Work item =>
Take every line containing "knit" out of the records.

Segmentation mask data:
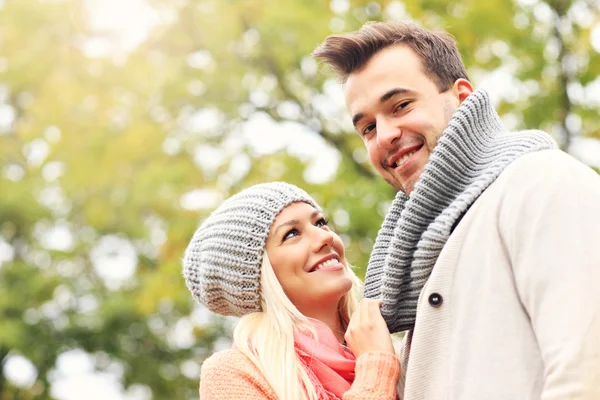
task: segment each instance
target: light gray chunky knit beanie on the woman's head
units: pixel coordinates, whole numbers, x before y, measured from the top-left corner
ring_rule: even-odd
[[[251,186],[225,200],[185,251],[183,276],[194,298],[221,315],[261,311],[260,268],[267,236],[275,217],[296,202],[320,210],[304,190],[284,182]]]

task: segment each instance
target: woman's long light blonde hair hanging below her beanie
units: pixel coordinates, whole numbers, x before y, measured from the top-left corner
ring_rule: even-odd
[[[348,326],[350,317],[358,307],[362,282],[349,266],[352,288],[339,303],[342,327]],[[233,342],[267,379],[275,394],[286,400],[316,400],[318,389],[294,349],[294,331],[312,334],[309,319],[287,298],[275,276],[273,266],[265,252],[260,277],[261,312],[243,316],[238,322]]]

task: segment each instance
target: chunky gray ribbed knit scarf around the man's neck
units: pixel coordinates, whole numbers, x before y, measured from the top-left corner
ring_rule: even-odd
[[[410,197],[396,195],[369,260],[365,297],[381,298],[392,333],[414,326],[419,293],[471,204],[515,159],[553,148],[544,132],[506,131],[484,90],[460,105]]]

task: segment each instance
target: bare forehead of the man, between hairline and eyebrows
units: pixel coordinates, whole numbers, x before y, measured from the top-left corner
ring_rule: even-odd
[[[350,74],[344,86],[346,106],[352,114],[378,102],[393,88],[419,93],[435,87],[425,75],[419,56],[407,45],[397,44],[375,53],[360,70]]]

==

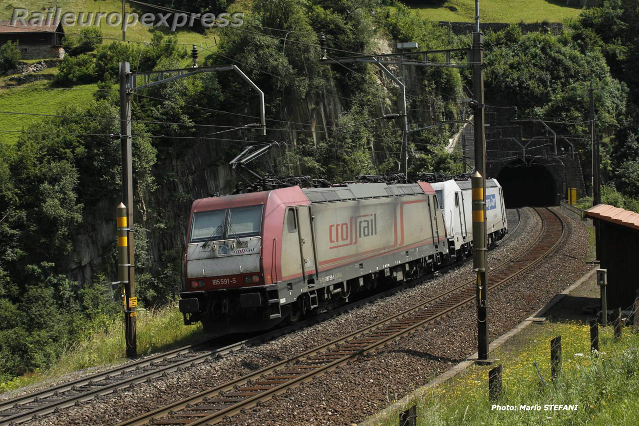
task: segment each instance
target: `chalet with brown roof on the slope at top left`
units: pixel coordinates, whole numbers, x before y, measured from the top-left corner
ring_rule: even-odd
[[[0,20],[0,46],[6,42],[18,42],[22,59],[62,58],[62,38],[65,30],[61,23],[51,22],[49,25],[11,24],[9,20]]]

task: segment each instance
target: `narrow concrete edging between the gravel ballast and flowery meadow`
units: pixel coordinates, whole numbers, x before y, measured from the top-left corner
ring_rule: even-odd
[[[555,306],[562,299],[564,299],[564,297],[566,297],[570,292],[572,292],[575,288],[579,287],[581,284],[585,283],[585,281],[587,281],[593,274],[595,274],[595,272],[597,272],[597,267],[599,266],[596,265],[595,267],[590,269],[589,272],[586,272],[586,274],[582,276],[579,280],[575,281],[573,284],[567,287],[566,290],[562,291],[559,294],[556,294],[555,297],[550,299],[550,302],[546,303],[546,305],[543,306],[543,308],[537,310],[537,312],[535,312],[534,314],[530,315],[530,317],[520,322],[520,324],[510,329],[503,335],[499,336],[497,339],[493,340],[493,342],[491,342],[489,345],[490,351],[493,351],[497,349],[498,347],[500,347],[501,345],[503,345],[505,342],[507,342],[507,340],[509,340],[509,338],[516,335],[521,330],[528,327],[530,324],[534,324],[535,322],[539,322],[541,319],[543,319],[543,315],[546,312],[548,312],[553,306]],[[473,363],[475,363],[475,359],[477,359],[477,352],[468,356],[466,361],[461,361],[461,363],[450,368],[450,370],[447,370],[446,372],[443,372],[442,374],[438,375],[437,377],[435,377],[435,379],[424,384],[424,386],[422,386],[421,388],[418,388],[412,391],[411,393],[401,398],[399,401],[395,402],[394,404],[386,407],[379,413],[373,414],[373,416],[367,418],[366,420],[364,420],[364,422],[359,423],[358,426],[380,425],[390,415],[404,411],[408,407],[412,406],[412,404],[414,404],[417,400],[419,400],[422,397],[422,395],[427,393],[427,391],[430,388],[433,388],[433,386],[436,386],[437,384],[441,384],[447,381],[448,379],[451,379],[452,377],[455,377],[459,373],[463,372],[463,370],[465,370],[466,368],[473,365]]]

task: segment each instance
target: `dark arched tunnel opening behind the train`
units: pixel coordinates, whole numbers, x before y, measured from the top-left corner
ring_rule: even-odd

==

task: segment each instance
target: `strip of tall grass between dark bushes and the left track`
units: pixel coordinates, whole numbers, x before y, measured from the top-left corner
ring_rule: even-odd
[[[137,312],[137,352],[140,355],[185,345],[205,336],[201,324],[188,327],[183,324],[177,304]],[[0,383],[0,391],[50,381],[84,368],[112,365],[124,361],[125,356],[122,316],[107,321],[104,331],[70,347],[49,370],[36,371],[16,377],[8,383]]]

Response area =>
target: light gray chunky knit beanie on the woman's head
target: chunky gray ribbed knit scarf around the man's neck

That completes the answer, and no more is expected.